** START Extracted data **

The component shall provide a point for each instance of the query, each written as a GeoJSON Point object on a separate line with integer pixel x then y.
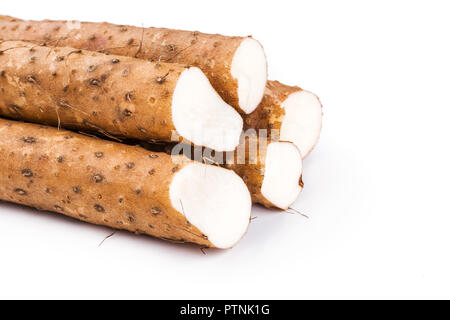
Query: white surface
{"type": "Point", "coordinates": [249, 67]}
{"type": "Point", "coordinates": [302, 122]}
{"type": "Point", "coordinates": [214, 200]}
{"type": "Point", "coordinates": [201, 116]}
{"type": "Point", "coordinates": [376, 186]}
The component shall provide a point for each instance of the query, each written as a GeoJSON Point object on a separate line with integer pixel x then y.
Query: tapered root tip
{"type": "Point", "coordinates": [249, 68]}
{"type": "Point", "coordinates": [201, 116]}
{"type": "Point", "coordinates": [302, 122]}
{"type": "Point", "coordinates": [213, 199]}
{"type": "Point", "coordinates": [283, 171]}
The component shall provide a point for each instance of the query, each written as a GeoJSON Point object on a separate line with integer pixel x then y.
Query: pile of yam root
{"type": "Point", "coordinates": [168, 133]}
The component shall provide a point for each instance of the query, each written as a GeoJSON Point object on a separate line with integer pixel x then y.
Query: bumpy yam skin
{"type": "Point", "coordinates": [84, 90]}
{"type": "Point", "coordinates": [93, 180]}
{"type": "Point", "coordinates": [269, 114]}
{"type": "Point", "coordinates": [212, 53]}
{"type": "Point", "coordinates": [251, 170]}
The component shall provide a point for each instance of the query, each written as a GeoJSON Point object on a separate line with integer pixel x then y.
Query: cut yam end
{"type": "Point", "coordinates": [302, 122]}
{"type": "Point", "coordinates": [201, 116]}
{"type": "Point", "coordinates": [213, 199]}
{"type": "Point", "coordinates": [249, 68]}
{"type": "Point", "coordinates": [283, 171]}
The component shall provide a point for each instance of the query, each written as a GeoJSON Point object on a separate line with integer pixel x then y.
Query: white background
{"type": "Point", "coordinates": [377, 185]}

** END Extracted data **

__Goal__. Write out the whole listing exactly, and drop the pictures.

__Result of the task__.
The component shall provide a point for each instance of the query, each written as a GeoJSON Point object on a separate line with integer pixel x then y.
Query: white surface
{"type": "Point", "coordinates": [249, 67]}
{"type": "Point", "coordinates": [302, 122]}
{"type": "Point", "coordinates": [214, 200]}
{"type": "Point", "coordinates": [201, 116]}
{"type": "Point", "coordinates": [376, 186]}
The component shall provide a point for each instance of the query, each written as a GeoJSON Point object on a separate line with integer pixel x then y.
Query: tapered root tip
{"type": "Point", "coordinates": [249, 68]}
{"type": "Point", "coordinates": [201, 116]}
{"type": "Point", "coordinates": [302, 122]}
{"type": "Point", "coordinates": [213, 199]}
{"type": "Point", "coordinates": [283, 171]}
The component shall provide a point for each instance of the query, each written as a GeoJSON Point object on a separate line with integer pixel x then y.
Query: pile of yam root
{"type": "Point", "coordinates": [168, 133]}
The component shall provide a point for each instance of the query, each written as a GeoJSON Point object on a separate line with integer pixel x then y.
Query: bumpy yam skin
{"type": "Point", "coordinates": [84, 90]}
{"type": "Point", "coordinates": [93, 180]}
{"type": "Point", "coordinates": [269, 114]}
{"type": "Point", "coordinates": [212, 53]}
{"type": "Point", "coordinates": [251, 170]}
The component shall provide a point for each instance of the query, each written as a GeoJSON Point object on a separate line with integer pixel x then y.
Query: cut yam end
{"type": "Point", "coordinates": [302, 122]}
{"type": "Point", "coordinates": [201, 116]}
{"type": "Point", "coordinates": [213, 199]}
{"type": "Point", "coordinates": [249, 68]}
{"type": "Point", "coordinates": [283, 171]}
The component shall provide a point for each instance of the query, each written as a GeoJSON Point object on a separate line with integer pixel x then y.
Query: white background
{"type": "Point", "coordinates": [377, 185]}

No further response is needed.